Dataset entries ->
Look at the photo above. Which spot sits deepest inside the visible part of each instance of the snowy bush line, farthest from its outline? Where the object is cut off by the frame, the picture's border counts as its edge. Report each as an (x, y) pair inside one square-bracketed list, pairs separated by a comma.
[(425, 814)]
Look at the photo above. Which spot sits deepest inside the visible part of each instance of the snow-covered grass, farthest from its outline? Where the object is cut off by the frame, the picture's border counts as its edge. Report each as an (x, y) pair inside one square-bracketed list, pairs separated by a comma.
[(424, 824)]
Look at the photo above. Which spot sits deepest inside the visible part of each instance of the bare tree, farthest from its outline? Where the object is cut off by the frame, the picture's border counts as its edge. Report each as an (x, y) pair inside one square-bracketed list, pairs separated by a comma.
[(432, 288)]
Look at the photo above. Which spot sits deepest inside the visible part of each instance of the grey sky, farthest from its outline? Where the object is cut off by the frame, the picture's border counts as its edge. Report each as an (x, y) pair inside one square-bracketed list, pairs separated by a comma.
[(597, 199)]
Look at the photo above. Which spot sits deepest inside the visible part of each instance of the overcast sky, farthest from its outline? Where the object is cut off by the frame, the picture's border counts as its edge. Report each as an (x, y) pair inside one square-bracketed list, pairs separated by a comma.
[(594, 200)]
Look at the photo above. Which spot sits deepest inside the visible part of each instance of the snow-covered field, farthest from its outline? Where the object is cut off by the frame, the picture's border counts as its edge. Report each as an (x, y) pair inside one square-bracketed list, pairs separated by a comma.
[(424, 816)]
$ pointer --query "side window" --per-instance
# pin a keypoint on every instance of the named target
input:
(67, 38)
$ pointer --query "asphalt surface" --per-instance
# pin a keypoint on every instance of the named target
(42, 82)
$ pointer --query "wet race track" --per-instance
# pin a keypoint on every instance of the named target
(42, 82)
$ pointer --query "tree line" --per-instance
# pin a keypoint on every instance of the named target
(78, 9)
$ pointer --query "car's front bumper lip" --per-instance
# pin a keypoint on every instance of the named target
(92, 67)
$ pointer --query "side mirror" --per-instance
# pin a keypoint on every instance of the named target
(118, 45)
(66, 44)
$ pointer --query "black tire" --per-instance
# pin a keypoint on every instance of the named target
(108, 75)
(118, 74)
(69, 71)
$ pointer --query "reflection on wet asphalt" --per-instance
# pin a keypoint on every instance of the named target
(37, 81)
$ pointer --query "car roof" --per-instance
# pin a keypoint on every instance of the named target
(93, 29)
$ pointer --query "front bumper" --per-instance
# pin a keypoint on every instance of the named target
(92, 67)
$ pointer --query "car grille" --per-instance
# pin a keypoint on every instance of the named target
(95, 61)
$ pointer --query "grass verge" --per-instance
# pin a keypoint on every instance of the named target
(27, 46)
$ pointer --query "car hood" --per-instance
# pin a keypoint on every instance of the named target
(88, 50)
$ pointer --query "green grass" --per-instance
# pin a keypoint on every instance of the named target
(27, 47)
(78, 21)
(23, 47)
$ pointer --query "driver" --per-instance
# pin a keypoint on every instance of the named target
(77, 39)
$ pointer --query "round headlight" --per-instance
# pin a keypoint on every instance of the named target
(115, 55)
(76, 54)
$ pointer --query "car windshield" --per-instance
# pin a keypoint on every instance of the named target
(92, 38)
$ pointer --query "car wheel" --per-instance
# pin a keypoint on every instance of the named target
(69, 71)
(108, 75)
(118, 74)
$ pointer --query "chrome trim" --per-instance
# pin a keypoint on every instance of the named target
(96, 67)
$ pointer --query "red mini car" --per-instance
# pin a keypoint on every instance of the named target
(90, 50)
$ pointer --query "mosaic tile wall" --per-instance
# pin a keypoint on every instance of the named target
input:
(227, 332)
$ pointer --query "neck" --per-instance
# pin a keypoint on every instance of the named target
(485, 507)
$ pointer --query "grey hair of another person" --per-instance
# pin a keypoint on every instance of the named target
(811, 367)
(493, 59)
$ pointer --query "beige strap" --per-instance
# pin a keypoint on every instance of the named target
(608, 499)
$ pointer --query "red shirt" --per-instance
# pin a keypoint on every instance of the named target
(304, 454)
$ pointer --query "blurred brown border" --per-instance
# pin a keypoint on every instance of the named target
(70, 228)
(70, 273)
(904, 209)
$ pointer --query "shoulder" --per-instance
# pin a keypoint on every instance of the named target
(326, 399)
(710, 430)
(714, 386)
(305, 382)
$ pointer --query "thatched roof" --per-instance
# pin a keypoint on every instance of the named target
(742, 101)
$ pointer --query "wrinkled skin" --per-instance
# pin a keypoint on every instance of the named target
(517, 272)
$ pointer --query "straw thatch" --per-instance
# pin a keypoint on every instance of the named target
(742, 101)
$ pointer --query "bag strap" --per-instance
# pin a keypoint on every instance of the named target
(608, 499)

Work item ->
Look for the word "front" in the data, then return every line that contains it.

Solution to this exercise ->
$ pointer --query "car's front bumper lip" --per-instance
$ pointer --query "front bumper" --per-instance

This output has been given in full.